**Prompt:**
Turn the material into a numbered list, starting at the beginning of the material and ending at the line containing "[0,121,123,224]". Leave out blank lines and the pictures.

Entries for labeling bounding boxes
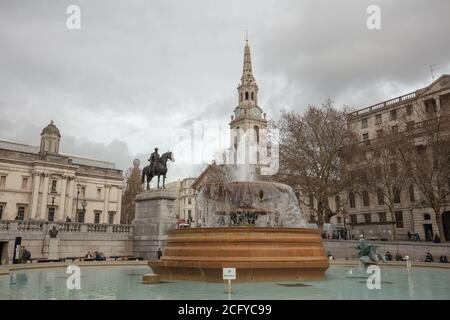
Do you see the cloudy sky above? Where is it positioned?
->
[0,0,450,180]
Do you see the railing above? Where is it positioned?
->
[349,92,416,117]
[17,221,44,231]
[0,220,134,234]
[57,222,81,232]
[87,223,108,232]
[113,224,133,233]
[0,220,10,231]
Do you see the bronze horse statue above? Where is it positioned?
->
[142,151,175,190]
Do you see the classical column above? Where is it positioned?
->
[56,175,67,221]
[114,186,122,224]
[40,173,49,220]
[64,177,75,221]
[100,184,111,223]
[30,172,41,219]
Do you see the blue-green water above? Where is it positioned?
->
[0,266,450,300]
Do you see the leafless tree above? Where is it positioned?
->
[276,99,357,226]
[402,106,450,241]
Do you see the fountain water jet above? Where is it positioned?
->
[149,166,329,282]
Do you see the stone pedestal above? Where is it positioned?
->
[43,235,59,260]
[133,189,177,260]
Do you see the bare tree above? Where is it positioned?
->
[275,99,356,227]
[402,110,450,241]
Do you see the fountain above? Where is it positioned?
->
[149,166,329,282]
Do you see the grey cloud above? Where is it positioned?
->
[0,0,450,178]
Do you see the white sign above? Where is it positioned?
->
[223,268,236,280]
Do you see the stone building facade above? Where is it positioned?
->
[0,122,123,224]
[333,75,450,241]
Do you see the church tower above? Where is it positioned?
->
[229,39,268,164]
[40,120,61,154]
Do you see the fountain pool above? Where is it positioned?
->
[0,265,450,300]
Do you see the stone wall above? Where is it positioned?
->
[0,220,133,264]
[324,240,450,261]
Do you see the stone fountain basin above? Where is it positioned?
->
[148,226,329,282]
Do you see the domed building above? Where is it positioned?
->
[0,121,123,224]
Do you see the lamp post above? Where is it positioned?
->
[81,199,87,223]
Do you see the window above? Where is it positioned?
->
[108,211,116,224]
[334,195,341,210]
[17,206,25,220]
[377,189,384,206]
[395,211,403,228]
[47,207,55,221]
[425,99,437,113]
[390,109,397,121]
[361,118,369,129]
[0,176,6,189]
[392,187,401,203]
[406,104,413,116]
[375,114,381,125]
[409,184,416,202]
[22,177,28,190]
[309,193,314,208]
[94,211,102,224]
[51,180,58,193]
[77,210,84,223]
[348,192,356,208]
[363,190,370,207]
[377,129,383,138]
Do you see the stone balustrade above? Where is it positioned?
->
[0,220,134,236]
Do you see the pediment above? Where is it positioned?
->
[416,74,450,96]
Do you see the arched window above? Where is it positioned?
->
[253,126,259,144]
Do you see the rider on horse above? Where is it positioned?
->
[148,148,161,175]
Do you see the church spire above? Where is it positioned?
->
[238,34,258,108]
[241,33,255,85]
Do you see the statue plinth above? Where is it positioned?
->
[133,189,177,260]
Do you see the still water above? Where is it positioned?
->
[0,266,450,300]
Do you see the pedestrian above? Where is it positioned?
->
[433,233,441,243]
[425,252,433,262]
[19,246,31,263]
[158,248,162,260]
[384,251,392,261]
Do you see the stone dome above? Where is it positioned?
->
[41,120,61,137]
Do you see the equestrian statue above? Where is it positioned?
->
[142,148,175,190]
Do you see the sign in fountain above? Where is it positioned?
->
[149,166,329,282]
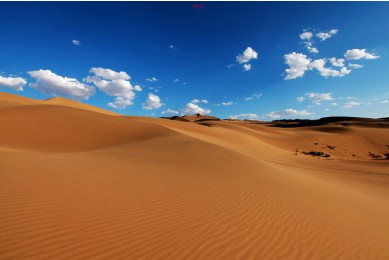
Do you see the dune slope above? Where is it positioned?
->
[0,99,389,259]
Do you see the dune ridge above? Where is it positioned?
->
[0,94,389,259]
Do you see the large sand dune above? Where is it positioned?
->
[0,92,389,259]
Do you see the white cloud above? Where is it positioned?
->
[89,68,130,80]
[228,113,261,120]
[344,49,380,60]
[161,109,179,115]
[222,101,234,106]
[243,63,251,71]
[300,32,313,40]
[108,97,133,109]
[28,69,95,99]
[0,75,27,91]
[72,40,81,46]
[309,59,351,77]
[304,92,334,105]
[284,52,311,80]
[84,68,142,109]
[146,77,158,82]
[181,102,211,115]
[348,63,363,69]
[142,93,163,110]
[316,29,338,41]
[306,46,319,53]
[265,108,312,119]
[244,93,262,101]
[236,47,258,64]
[190,98,209,104]
[343,101,363,109]
[330,58,344,67]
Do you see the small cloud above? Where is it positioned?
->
[348,63,363,69]
[344,49,380,60]
[236,47,258,64]
[142,93,163,110]
[181,102,211,115]
[316,29,338,41]
[284,52,311,80]
[28,69,96,100]
[72,40,81,46]
[161,109,179,115]
[297,92,334,105]
[243,63,251,71]
[108,97,133,109]
[265,108,312,119]
[146,77,158,82]
[222,101,234,106]
[0,75,27,91]
[343,101,363,109]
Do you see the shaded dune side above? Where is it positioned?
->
[0,105,172,152]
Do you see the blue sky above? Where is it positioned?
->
[0,2,389,120]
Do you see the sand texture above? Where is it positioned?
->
[0,93,389,260]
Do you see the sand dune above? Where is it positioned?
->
[0,94,389,259]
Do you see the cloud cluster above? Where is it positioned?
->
[142,93,163,110]
[146,77,158,82]
[344,49,380,60]
[181,102,211,115]
[28,69,95,100]
[0,75,27,91]
[236,47,258,71]
[84,68,142,109]
[297,92,335,105]
[265,108,312,119]
[161,108,180,115]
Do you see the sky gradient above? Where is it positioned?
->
[0,2,389,120]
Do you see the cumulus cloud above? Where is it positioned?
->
[297,92,334,105]
[265,108,312,119]
[142,93,163,110]
[228,113,261,120]
[28,69,95,99]
[108,97,133,109]
[243,63,251,71]
[146,77,158,82]
[0,75,27,91]
[330,58,344,67]
[300,32,313,40]
[222,101,234,106]
[316,29,338,41]
[236,47,258,64]
[343,101,362,109]
[348,63,363,69]
[161,109,180,115]
[309,59,351,77]
[284,52,311,80]
[181,102,211,115]
[344,49,380,60]
[84,68,142,109]
[244,93,262,101]
[72,40,81,46]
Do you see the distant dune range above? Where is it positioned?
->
[0,93,389,259]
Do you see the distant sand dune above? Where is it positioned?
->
[0,93,389,259]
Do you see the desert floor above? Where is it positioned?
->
[0,93,389,259]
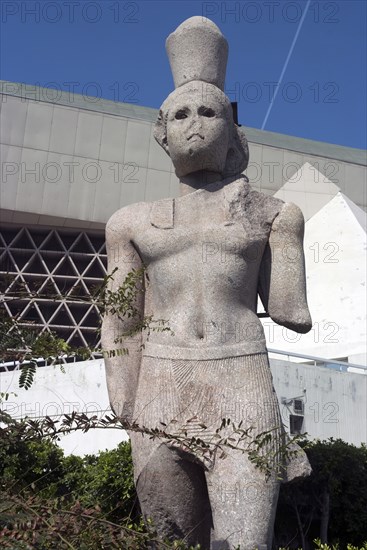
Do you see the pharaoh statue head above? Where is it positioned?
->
[154,17,249,178]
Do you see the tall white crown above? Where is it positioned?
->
[166,16,228,91]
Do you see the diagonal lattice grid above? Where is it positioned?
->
[0,227,107,366]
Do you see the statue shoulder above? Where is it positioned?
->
[106,202,150,240]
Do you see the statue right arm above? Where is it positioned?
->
[102,208,144,422]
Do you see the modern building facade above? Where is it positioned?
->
[0,81,367,452]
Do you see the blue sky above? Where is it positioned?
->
[0,0,367,148]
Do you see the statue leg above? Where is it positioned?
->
[136,443,211,549]
[206,450,279,550]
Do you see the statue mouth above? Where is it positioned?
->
[187,134,204,141]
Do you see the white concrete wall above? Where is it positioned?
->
[0,360,367,455]
[0,359,127,455]
[271,359,367,446]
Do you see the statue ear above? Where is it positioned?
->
[154,110,169,155]
[223,124,249,177]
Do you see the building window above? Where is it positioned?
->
[293,399,304,414]
[0,227,107,360]
[289,414,304,435]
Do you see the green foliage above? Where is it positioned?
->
[275,438,367,550]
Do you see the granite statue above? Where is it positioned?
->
[102,17,311,550]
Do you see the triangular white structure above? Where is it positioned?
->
[274,162,340,220]
[263,193,367,365]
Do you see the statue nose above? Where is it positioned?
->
[190,116,201,130]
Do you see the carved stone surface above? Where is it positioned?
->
[103,17,311,550]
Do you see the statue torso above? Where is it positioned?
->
[133,179,282,356]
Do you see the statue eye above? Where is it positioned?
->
[175,109,187,120]
[198,106,215,118]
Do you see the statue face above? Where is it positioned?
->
[167,89,229,177]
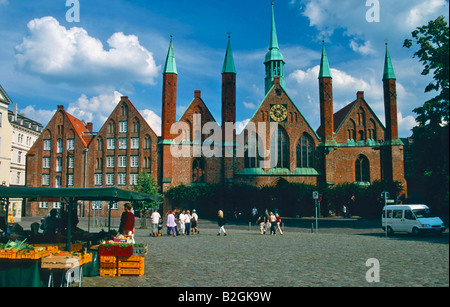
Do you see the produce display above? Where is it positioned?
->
[98,237,148,277]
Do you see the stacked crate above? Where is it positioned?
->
[100,256,117,277]
[117,256,144,276]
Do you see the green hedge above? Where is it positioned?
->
[164,179,403,219]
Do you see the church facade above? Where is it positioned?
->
[27,6,406,215]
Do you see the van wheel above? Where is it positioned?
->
[388,226,394,236]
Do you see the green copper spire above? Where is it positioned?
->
[264,2,284,63]
[264,2,286,94]
[222,36,236,74]
[319,44,332,79]
[383,43,397,80]
[163,35,178,74]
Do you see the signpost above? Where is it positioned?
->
[313,191,320,233]
[381,191,390,238]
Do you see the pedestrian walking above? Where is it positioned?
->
[275,213,283,235]
[269,212,277,236]
[119,203,135,243]
[178,210,186,236]
[191,209,200,235]
[256,213,266,235]
[166,210,177,237]
[217,210,227,236]
[184,210,192,236]
[150,209,161,237]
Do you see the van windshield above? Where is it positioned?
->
[413,209,433,218]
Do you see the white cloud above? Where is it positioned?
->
[20,105,56,127]
[350,39,375,55]
[397,112,417,137]
[299,0,449,42]
[139,109,161,136]
[243,101,258,110]
[236,118,250,135]
[15,16,161,86]
[66,90,123,131]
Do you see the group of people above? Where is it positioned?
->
[159,209,200,237]
[256,209,283,236]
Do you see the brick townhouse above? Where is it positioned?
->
[27,6,407,215]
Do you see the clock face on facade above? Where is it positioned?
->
[270,104,287,122]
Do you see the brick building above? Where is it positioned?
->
[27,6,406,215]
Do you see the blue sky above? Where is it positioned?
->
[0,0,449,137]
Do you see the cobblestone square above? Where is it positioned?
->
[75,219,449,287]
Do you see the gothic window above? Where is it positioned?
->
[347,119,356,140]
[192,158,205,183]
[244,133,261,168]
[296,132,314,168]
[355,155,370,182]
[270,126,290,169]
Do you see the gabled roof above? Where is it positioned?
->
[178,91,216,122]
[62,109,93,147]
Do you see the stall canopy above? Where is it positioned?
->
[0,187,160,201]
[0,186,161,251]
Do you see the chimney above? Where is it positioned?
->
[356,91,364,100]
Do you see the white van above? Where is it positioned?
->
[381,205,445,236]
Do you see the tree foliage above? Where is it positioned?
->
[404,16,449,208]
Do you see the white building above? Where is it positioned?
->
[8,103,43,222]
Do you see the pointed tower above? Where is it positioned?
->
[264,2,286,94]
[383,43,403,145]
[160,35,178,192]
[381,43,407,196]
[222,36,236,134]
[319,43,336,146]
[222,35,236,183]
[161,35,178,140]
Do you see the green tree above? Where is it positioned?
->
[403,16,449,212]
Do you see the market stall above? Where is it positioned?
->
[0,187,159,286]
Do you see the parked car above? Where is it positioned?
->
[381,204,445,236]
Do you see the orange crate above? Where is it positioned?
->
[117,256,145,261]
[0,249,17,259]
[100,269,117,277]
[100,256,117,263]
[100,262,117,269]
[16,248,50,260]
[118,261,144,269]
[117,268,144,276]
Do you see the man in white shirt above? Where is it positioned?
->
[178,210,186,236]
[150,209,161,237]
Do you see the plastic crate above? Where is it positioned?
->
[114,245,133,257]
[98,244,116,256]
[100,256,117,263]
[99,268,117,277]
[0,249,17,259]
[100,262,117,269]
[117,268,144,276]
[133,244,148,256]
[117,256,144,261]
[16,248,50,260]
[117,261,144,269]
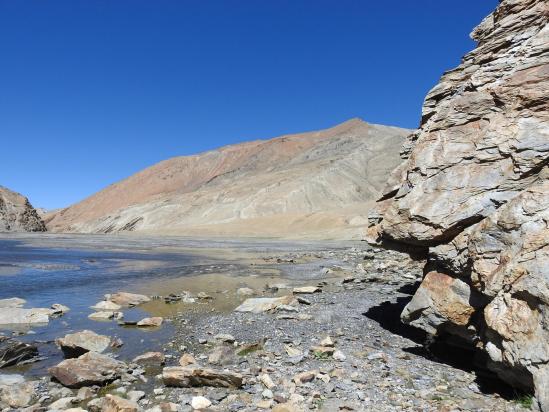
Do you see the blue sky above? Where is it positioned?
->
[0,0,497,208]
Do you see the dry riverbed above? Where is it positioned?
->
[0,237,530,412]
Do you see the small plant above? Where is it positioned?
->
[515,394,534,409]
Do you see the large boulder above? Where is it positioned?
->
[106,292,151,307]
[162,366,243,388]
[367,0,549,410]
[48,352,127,389]
[235,296,294,313]
[0,186,46,232]
[0,306,54,326]
[55,330,111,358]
[0,339,38,368]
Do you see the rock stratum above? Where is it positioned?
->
[46,119,410,237]
[368,0,549,410]
[0,186,46,232]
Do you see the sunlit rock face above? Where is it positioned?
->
[367,0,549,410]
[0,186,46,232]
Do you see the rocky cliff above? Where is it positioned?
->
[46,119,410,237]
[0,186,46,232]
[368,0,549,410]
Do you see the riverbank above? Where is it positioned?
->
[0,237,529,412]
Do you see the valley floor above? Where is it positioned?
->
[0,236,530,412]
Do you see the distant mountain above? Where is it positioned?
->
[0,186,46,232]
[45,119,411,237]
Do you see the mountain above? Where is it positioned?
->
[0,186,46,232]
[368,0,549,411]
[46,119,411,237]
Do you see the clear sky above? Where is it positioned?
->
[0,0,498,208]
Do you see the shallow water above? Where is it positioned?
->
[0,234,354,375]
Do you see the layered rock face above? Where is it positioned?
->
[368,0,549,410]
[46,119,410,237]
[0,186,46,232]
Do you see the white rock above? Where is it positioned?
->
[191,396,212,410]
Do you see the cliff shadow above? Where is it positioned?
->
[363,292,524,400]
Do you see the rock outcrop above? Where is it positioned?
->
[368,0,549,410]
[0,186,46,232]
[46,119,410,237]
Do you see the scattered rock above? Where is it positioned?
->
[292,286,322,295]
[236,288,255,296]
[259,373,276,389]
[137,316,164,328]
[0,307,53,325]
[91,300,122,312]
[179,353,196,366]
[55,330,111,358]
[191,396,212,411]
[0,339,38,368]
[133,352,166,366]
[162,366,243,388]
[51,303,70,315]
[0,382,36,409]
[48,352,126,389]
[214,333,235,343]
[88,311,120,321]
[196,292,213,300]
[235,296,294,313]
[0,298,27,308]
[102,394,139,412]
[105,292,151,307]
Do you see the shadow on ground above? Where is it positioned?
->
[363,282,523,400]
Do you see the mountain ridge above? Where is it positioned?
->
[46,118,411,236]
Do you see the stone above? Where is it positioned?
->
[284,345,303,356]
[48,352,127,389]
[236,288,255,296]
[55,330,111,358]
[292,286,322,295]
[0,298,27,308]
[51,303,70,315]
[48,396,80,411]
[332,350,347,362]
[88,311,116,321]
[0,374,25,386]
[214,333,235,343]
[259,373,276,389]
[76,387,95,401]
[0,307,53,326]
[0,339,38,368]
[102,394,139,412]
[191,396,212,411]
[367,0,549,411]
[235,296,293,313]
[91,300,122,312]
[128,391,145,402]
[292,371,318,385]
[255,399,273,409]
[137,316,164,328]
[105,292,151,307]
[162,366,243,388]
[133,352,166,366]
[0,382,37,409]
[311,346,335,356]
[320,336,335,347]
[0,186,46,232]
[196,292,213,300]
[179,353,196,366]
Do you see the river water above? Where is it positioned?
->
[0,234,349,376]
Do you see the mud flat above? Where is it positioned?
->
[0,235,531,412]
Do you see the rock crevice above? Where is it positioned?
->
[367,0,549,410]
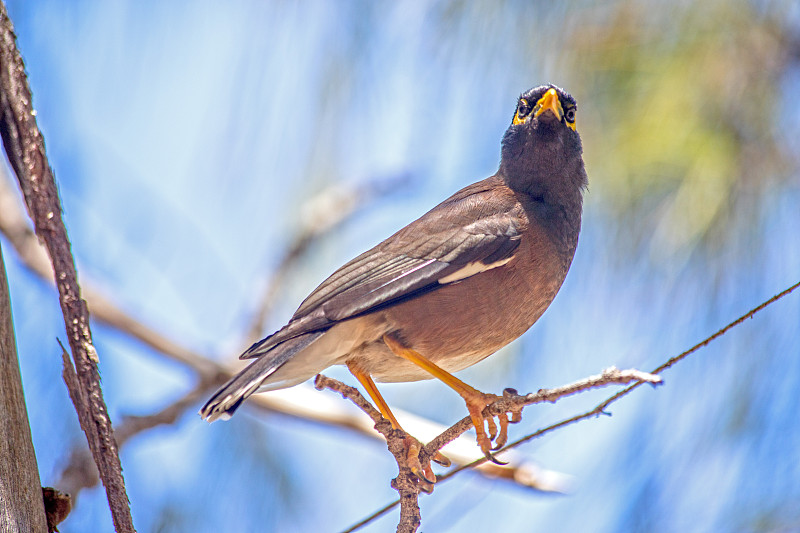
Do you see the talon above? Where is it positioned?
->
[483,450,508,466]
[431,452,453,468]
[405,436,444,484]
[492,414,509,451]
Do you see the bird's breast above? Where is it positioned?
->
[360,229,566,381]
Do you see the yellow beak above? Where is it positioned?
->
[533,89,564,122]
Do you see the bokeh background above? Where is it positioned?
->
[2,0,800,533]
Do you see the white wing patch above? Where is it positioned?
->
[439,255,514,285]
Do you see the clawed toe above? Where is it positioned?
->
[464,392,522,465]
[405,435,451,494]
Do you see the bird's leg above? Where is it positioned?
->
[383,334,518,465]
[347,361,450,492]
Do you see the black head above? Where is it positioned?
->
[500,85,586,192]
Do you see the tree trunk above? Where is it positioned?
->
[0,242,47,533]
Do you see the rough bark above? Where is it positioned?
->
[0,242,47,533]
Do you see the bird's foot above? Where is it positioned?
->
[462,391,521,465]
[404,434,451,494]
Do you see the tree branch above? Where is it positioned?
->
[0,241,47,531]
[314,367,661,533]
[343,281,800,533]
[0,3,134,532]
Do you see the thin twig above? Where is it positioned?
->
[0,9,135,532]
[0,168,566,492]
[314,374,421,533]
[315,367,661,533]
[343,281,800,533]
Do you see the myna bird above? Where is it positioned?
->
[200,85,587,479]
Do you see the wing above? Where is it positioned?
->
[241,178,527,359]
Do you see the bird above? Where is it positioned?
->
[200,84,588,482]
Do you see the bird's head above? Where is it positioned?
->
[500,85,586,189]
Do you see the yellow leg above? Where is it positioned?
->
[347,361,450,484]
[347,361,403,429]
[383,334,509,463]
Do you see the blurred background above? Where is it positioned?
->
[0,0,800,533]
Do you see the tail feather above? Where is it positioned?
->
[200,331,324,422]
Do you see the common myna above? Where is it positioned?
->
[200,85,587,476]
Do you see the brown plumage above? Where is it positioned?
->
[200,85,587,470]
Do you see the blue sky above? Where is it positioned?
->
[2,0,800,533]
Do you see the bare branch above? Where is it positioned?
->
[0,4,134,532]
[425,367,661,456]
[0,241,45,531]
[314,374,421,533]
[344,281,800,533]
[0,169,566,494]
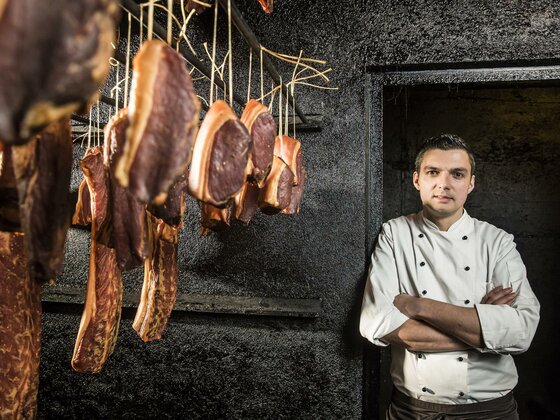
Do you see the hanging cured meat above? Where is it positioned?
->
[232,182,261,224]
[260,156,294,214]
[189,101,252,207]
[0,143,21,232]
[114,41,200,205]
[12,120,72,282]
[200,202,231,236]
[0,232,41,419]
[240,99,276,187]
[72,147,122,372]
[0,0,119,144]
[72,179,91,226]
[132,212,179,341]
[103,109,146,271]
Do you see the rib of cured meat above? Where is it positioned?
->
[0,0,119,144]
[232,182,261,224]
[72,179,91,226]
[103,109,146,271]
[189,101,252,207]
[72,147,122,372]
[274,136,303,185]
[240,99,276,187]
[0,143,21,232]
[260,156,294,214]
[12,120,72,282]
[114,41,200,205]
[132,212,179,341]
[0,232,41,419]
[200,201,231,236]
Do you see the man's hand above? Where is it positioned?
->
[480,286,517,305]
[393,293,420,319]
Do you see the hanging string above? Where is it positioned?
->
[148,0,154,41]
[167,0,173,46]
[226,0,233,108]
[210,1,218,106]
[124,13,132,108]
[247,48,253,102]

**Output for this task:**
1. Do you see the cloudy sky above? Where is it positioned?
2. ->
3. [0,0,450,180]
4. Do you see the railing above? Where is it positioned?
5. ->
6. [349,92,416,117]
7. [17,221,44,231]
8. [0,220,134,234]
9. [57,222,81,232]
10. [87,223,108,232]
11. [113,224,133,233]
12. [0,220,10,231]
13. Do you see the bronze horse statue above? Where is it positioned?
14. ->
15. [142,151,175,190]
16. Do you see the classical column above? Where is it positioned?
17. ->
18. [56,175,67,221]
19. [114,186,122,224]
20. [40,173,49,220]
21. [64,177,75,221]
22. [100,184,111,223]
23. [30,172,41,219]
24. Do you see the blue-green water above? Where is it positioned?
25. ->
26. [0,266,450,300]
27. Do you see the leafless tree above? Where is it positioned?
28. ->
29. [276,99,357,226]
30. [402,106,450,241]
31. Do you see the fountain water jet above? Where is it positioned?
32. ->
33. [149,166,329,282]
34. Do you see the stone pedestal above? Where is it positioned?
35. ->
36. [43,235,59,260]
37. [133,189,177,260]
38. Do you see the bare tree above? Where is it positioned?
39. ->
40. [275,99,356,227]
41. [402,110,450,241]
42. Do you see the fountain above? Where is it positioned?
43. ->
44. [149,166,329,282]
45. Do you see the grey cloud above? Where is it positioned?
46. ->
47. [0,0,450,178]
48. Do you see the white sign above? Where is it positioned?
49. ->
50. [223,268,236,280]
51. Do you see the stone building facade above? Where is it positioned?
52. ->
53. [0,122,123,224]
54. [333,75,450,241]
55. Do you see the church tower above? Where is it positioned?
56. ->
57. [229,39,268,164]
58. [40,120,61,154]
59. Do you see the fountain pool above? Where is it positioned?
60. ->
61. [0,265,450,300]
62. Do you see the stone wall above? Where is it positioned?
63. ->
64. [0,220,133,264]
65. [324,240,450,261]
66. Do you see the stone fountain basin above? Where is it positioned?
67. ->
68. [148,226,329,282]
69. Do you see the domed building above? Where is it positioned?
70. ->
71. [0,121,123,224]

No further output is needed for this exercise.